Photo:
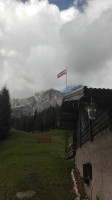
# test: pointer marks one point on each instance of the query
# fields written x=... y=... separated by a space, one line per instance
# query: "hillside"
x=39 y=102
x=28 y=165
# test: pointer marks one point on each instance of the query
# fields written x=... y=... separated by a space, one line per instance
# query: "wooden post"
x=90 y=130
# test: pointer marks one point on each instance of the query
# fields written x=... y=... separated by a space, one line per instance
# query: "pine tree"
x=5 y=113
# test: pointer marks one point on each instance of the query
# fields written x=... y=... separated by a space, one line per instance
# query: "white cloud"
x=37 y=41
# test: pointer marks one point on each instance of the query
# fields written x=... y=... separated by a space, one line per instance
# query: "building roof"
x=102 y=97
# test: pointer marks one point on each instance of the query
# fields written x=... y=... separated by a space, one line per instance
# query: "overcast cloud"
x=37 y=41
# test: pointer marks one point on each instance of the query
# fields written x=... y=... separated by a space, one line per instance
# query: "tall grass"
x=28 y=165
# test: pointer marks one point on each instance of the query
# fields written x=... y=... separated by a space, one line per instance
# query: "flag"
x=62 y=73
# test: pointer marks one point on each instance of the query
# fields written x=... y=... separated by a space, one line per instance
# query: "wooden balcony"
x=70 y=151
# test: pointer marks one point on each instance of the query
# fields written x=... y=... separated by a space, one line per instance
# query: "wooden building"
x=87 y=112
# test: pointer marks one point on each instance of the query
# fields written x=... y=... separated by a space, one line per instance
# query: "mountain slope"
x=39 y=102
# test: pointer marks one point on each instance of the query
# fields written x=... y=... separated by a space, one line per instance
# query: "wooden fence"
x=42 y=138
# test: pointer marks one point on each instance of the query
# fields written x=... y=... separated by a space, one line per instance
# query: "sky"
x=40 y=38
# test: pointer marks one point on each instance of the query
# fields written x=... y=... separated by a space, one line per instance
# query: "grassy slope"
x=27 y=165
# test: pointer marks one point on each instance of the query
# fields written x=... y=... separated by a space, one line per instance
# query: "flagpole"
x=66 y=79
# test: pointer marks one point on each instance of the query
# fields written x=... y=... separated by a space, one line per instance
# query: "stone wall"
x=99 y=154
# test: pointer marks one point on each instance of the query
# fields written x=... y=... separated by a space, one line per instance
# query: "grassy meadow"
x=28 y=165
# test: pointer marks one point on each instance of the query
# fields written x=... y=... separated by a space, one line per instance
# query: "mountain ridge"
x=40 y=101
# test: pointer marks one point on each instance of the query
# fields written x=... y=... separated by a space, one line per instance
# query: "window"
x=87 y=173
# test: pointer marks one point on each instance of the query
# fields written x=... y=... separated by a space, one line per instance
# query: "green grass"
x=28 y=165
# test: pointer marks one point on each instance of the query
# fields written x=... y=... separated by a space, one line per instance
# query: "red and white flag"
x=62 y=73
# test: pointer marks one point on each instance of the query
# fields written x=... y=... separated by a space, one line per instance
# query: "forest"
x=46 y=120
x=5 y=113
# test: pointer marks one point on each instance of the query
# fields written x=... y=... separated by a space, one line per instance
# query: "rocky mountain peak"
x=39 y=102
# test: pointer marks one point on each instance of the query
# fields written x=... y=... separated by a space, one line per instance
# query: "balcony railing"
x=70 y=151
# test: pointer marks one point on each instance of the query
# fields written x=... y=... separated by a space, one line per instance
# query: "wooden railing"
x=41 y=138
x=70 y=151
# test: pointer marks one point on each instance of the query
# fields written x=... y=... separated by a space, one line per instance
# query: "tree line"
x=5 y=113
x=46 y=120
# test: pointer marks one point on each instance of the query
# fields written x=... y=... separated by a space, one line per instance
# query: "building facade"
x=87 y=113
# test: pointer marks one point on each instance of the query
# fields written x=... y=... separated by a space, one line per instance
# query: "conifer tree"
x=5 y=113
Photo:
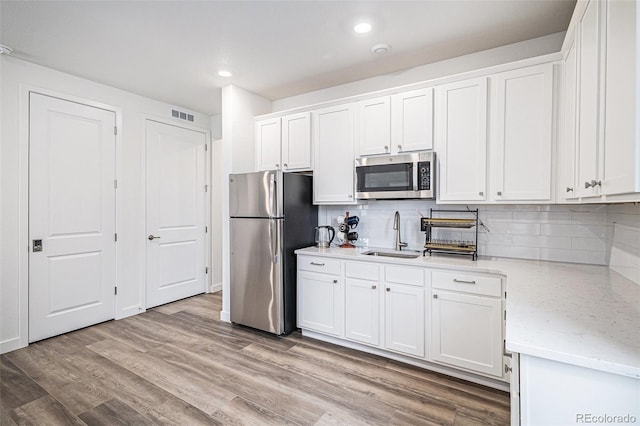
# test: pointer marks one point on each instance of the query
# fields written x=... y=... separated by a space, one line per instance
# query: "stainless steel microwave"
x=400 y=176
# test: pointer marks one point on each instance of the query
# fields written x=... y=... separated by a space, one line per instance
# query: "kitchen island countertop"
x=584 y=315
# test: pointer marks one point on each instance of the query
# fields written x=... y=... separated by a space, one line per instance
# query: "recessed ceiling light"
x=362 y=28
x=381 y=49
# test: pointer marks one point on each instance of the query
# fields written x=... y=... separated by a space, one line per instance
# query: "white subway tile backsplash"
x=567 y=233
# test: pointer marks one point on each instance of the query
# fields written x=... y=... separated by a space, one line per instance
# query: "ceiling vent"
x=182 y=115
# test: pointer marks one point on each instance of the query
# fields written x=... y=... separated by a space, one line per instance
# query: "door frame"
x=207 y=201
x=23 y=204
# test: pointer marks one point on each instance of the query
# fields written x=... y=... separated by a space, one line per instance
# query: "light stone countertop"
x=584 y=315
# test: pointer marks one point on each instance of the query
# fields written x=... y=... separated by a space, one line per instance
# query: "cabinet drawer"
x=404 y=275
x=319 y=264
x=467 y=283
x=363 y=271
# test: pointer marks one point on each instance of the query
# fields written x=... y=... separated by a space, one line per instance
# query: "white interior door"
x=176 y=180
x=72 y=213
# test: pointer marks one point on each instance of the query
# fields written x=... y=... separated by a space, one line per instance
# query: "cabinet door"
x=412 y=120
x=567 y=142
x=621 y=162
x=521 y=138
x=466 y=331
x=404 y=319
x=461 y=140
x=320 y=302
x=296 y=142
x=268 y=144
x=362 y=311
x=333 y=147
x=588 y=100
x=374 y=126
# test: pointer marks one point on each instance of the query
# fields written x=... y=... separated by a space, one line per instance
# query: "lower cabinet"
x=466 y=321
x=320 y=297
x=444 y=317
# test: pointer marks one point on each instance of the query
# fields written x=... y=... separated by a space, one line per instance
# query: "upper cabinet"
x=521 y=135
x=607 y=146
x=516 y=147
x=461 y=140
x=397 y=123
x=333 y=145
x=284 y=143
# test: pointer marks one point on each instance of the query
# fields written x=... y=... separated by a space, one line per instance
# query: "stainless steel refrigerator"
x=270 y=215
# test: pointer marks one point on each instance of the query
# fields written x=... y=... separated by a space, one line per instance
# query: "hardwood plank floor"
x=178 y=364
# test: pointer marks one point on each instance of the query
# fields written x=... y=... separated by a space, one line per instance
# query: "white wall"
x=475 y=61
x=239 y=107
x=18 y=77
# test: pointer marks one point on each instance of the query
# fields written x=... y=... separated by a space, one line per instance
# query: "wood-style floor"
x=178 y=364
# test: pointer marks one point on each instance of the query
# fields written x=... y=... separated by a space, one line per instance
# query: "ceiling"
x=172 y=50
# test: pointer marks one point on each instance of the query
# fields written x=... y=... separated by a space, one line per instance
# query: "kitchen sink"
x=409 y=254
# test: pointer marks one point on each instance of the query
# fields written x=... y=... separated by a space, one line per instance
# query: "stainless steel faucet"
x=396 y=227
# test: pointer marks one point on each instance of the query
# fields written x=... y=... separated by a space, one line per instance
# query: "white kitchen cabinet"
x=268 y=144
x=566 y=188
x=621 y=152
x=404 y=315
x=412 y=120
x=466 y=322
x=333 y=146
x=398 y=123
x=320 y=295
x=461 y=140
x=589 y=93
x=296 y=142
x=284 y=143
x=374 y=126
x=521 y=136
x=362 y=302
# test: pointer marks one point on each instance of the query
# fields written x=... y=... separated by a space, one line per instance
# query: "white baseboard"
x=225 y=316
x=10 y=345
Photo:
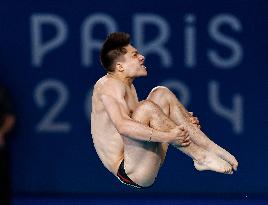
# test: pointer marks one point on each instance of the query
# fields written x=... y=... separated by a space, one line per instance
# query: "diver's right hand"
x=180 y=136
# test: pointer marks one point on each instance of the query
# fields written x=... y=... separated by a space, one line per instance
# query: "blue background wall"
x=212 y=54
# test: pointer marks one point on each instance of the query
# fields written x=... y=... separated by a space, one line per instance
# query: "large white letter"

○ ○ ○ ○ ○ ○ ○

#### TO BE DONE:
Any pictures should be dropped; transcribe the rest of the records above exactly.

#### THE REPLY:
Photo:
# test: pointer marks one point on each instance of the query
# fields written x=... y=... separated by a space, one line per instance
# query: "hillside"
x=39 y=102
x=28 y=165
# test: pointer marks one point on each instance of the query
# fields written x=... y=... separated by a space, one line per instance
# query: "wooden post"
x=90 y=130
# test: pointer marks one point on each instance of the query
# fields written x=... y=... separated by a space, one line per instance
# query: "pine tree"
x=5 y=113
# test: pointer marks one point on each instance of the query
# fields written x=... y=... separated by a space, one line per instance
# query: "white cloud"
x=37 y=41
# test: pointer marks one point on each instance of the query
# fields written x=... y=... separated by a space, one line per instance
# query: "building roof"
x=102 y=97
# test: pointer marks one point on each instance of the query
# fields written x=... y=... separated by a space, one line per instance
# query: "overcast cloud"
x=37 y=41
# test: pointer marks one point on each instance of the query
# fields written x=... y=... separated by a space, one line per instance
# query: "tall grass"
x=28 y=165
# test: pointer marks one point on each instance of the query
# fields written x=... y=... separated by a space, one line per instance
# query: "flag"
x=62 y=73
# test: pointer marks one point on each instance of the query
# fields written x=... y=... separated by a space, one line per instance
# query: "wooden balcony"
x=70 y=151
# test: pointer marks one point on each instance of the query
# fields written x=... y=... separated by a space, one line per instance
# query: "wooden building"
x=87 y=112
# test: pointer marks one point on each instance of the query
# fields written x=... y=... separated by a space, one line per instance
# query: "mountain slope"
x=39 y=102
# test: pointer marks one point on each instance of the query
# fields written x=... y=... separated by a space, one line per instance
# query: "wooden fence"
x=42 y=138
# test: pointer marks one point on each instance of the query
# fields written x=... y=... separated by a space, one line per instance
# query: "sky"
x=40 y=38
# test: pointer marks one point on each instance of the query
# fields written x=... y=... separated by a space, one line per instance
# query: "grassy slope"
x=27 y=165
# test: pointer marks one point on each instance of the query
# fields written x=... y=... separated by a space, one line per instance
# query: "flagpole"
x=66 y=79
# test: pointer marks one point on each instance of the query
# fields written x=... y=... separated by a space, one line per instance
# query: "stone wall"
x=99 y=154
# test: pointer marks one point on each instance of the query
# fields written x=... y=... separated by a space, one line per instance
# query: "grassy meadow"
x=28 y=165
# test: pointer marks one point on each instance of the query
# fields written x=... y=... separated by a space, one line per instance
# query: "mountain ridge"
x=40 y=101
# test: pointer marks one point on each instance of the query
# fields written x=... y=... separated by a space, one line per instance
# query: "window"
x=87 y=173
# test: pointer marks one point on each instance of the query
# fields written x=... y=... separated by a space, one line per instance
# query: "green grass"
x=28 y=165
# test: pointer marks one point on each instance of the query
# fields written x=... y=... separated by a space, one line per instance
# query: "red and white flag"
x=62 y=73
# test: pointer marks one point on each instance of the query
# fields written x=... y=... separated by a space, one line per instance
# query: "forest"
x=46 y=120
x=5 y=113
# test: pointer marks one point on each instance of the query
# fields written x=... y=... separated by a space, one line per instance
# query: "rocky mountain peak"
x=39 y=102
# test: pointer marks one point on each instance of the query
# fields written x=... y=... separated by a space, one line per instance
# query: "balcony railing"
x=70 y=151
# test: pointer marks one point on each instance of the query
# fields written x=... y=... separated by a space, one line per instance
# query: "wooden railing"
x=41 y=138
x=70 y=151
# test: pointer marks one point on each instance of the query
# fields written x=... y=... separated by a space, one line per instance
# query: "tree line"
x=5 y=113
x=46 y=120
# test: pointer marks one point on each instance of the query
# fields written x=... y=... separated by a space, one line per instance
# query: "building facade"
x=87 y=113
# test: pointer marks one point on each instance of the query
# fields written x=... y=... separated by a space, one line per instance
# query: "conifer tree"
x=5 y=113
Photo:
# test: pointer marks one point on each instance of the query
# fields written x=... y=... separated by a space, one line per instance
# query: "stainless steel microwave"
x=400 y=176
# test: pointer marks one point on each instance of the query
# fields written x=... y=... separated by a space, one line per instance
# query: "kitchen island countertop"
x=584 y=315
# test: pointer marks one point on each instance of the query
# fields written x=... y=... separated by a space, one line per instance
# query: "recessed ceiling light"
x=362 y=28
x=381 y=49
# test: pointer marks one point on each instance of the query
# fields written x=... y=... separated by a space, one line per instance
# query: "white subway tile backsplash"
x=567 y=233
# test: pointer marks one point on each instance of the query
# fields written x=... y=... separated by a space, one line per instance
# query: "ceiling vent"
x=182 y=115
# test: pointer marks one point on each instance of the query
# fields written x=... y=... separated by a space, one line per instance
# query: "door frame"
x=207 y=201
x=23 y=204
# test: pointer marks one point on each instance of the query
# fields written x=... y=... separated by a space, one line per instance
# query: "light stone countertop"
x=584 y=315
# test: pointer marks one point on each instance of the query
# fields written x=... y=... separated by a space, one line per instance
# query: "cabinet drawer"
x=404 y=275
x=319 y=264
x=467 y=283
x=363 y=271
# test: pointer marks one point on each instance of the query
# fields written x=... y=... separated by a space, one line per instance
# query: "white interior door"
x=176 y=180
x=72 y=213
# test: pointer marks one point on each instance of the query
# fields written x=... y=... separated by a space, one line per instance
# query: "cabinet door"
x=412 y=120
x=567 y=142
x=621 y=162
x=521 y=138
x=466 y=331
x=404 y=319
x=461 y=140
x=320 y=302
x=296 y=142
x=268 y=144
x=362 y=311
x=333 y=147
x=588 y=100
x=374 y=126
# test: pointer marks one point on each instance of the query
# fields written x=... y=... separated by a space, one line per instance
# query: "lower cabinet"
x=466 y=321
x=320 y=297
x=444 y=317
# test: pointer marks one point on each instance of the query
# fields written x=... y=... separated by a space, one line per instance
# query: "upper cabinet"
x=521 y=135
x=607 y=146
x=516 y=147
x=461 y=140
x=397 y=123
x=333 y=145
x=284 y=143
# test: pointer marks one point on each instance of the query
# fields written x=... y=... separated by a space, one line per instance
# query: "stainless steel refrigerator"
x=270 y=215
# test: pointer marks one point on each instance of the query
# fields written x=... y=... separated by a space, one line per instance
# query: "hardwood plank floor"
x=178 y=364
# test: pointer marks one point on each instance of the query
# fields written x=... y=... separated by a space, one line per instance
# query: "white wall"
x=475 y=61
x=239 y=107
x=18 y=77
# test: pointer marks one point on each instance of the query
# fields written x=... y=... separated by a space, one line per instance
# query: "wood-style floor"
x=178 y=364
# test: pointer marks one point on each instance of the query
# fields written x=... y=... separated by a space, one line per instance
# query: "ceiling"
x=172 y=50
# test: pointer marks one point on each instance of the query
# fields written x=... y=... separated by a space, one line per instance
# query: "kitchen sink"
x=409 y=254
# test: pointer marks one point on each instance of the query
# fields written x=... y=... separated by a space, one line per instance
# query: "stainless steel faucet"
x=396 y=227
# test: pointer marks one point on each instance of the query
# fields written x=... y=... separated by a space, one line per instance
# query: "white kitchen cabinet"
x=268 y=144
x=566 y=188
x=621 y=152
x=404 y=315
x=412 y=120
x=466 y=322
x=333 y=146
x=398 y=123
x=320 y=295
x=461 y=140
x=589 y=93
x=296 y=142
x=284 y=143
x=374 y=126
x=521 y=136
x=362 y=302
# test: pointer marks one point on each instance of the query
# fields written x=... y=... separated by a space, one line per instance
# query: "white baseboard"
x=225 y=316
x=10 y=345
Photo:
# test: pointer marks one point on each instance of the query
# fields written x=... y=... separated by a space, one line per instance
# query: "diver's right hand"
x=180 y=136
# test: pointer marks one point on each instance of the query
# fields written x=... y=... separated by a space, one line per instance
# query: "blue background wall"
x=212 y=54
# test: pointer marks one point on each instance of the query
# fields written x=... y=... separated by a space, one line per instance
# query: "large white letter"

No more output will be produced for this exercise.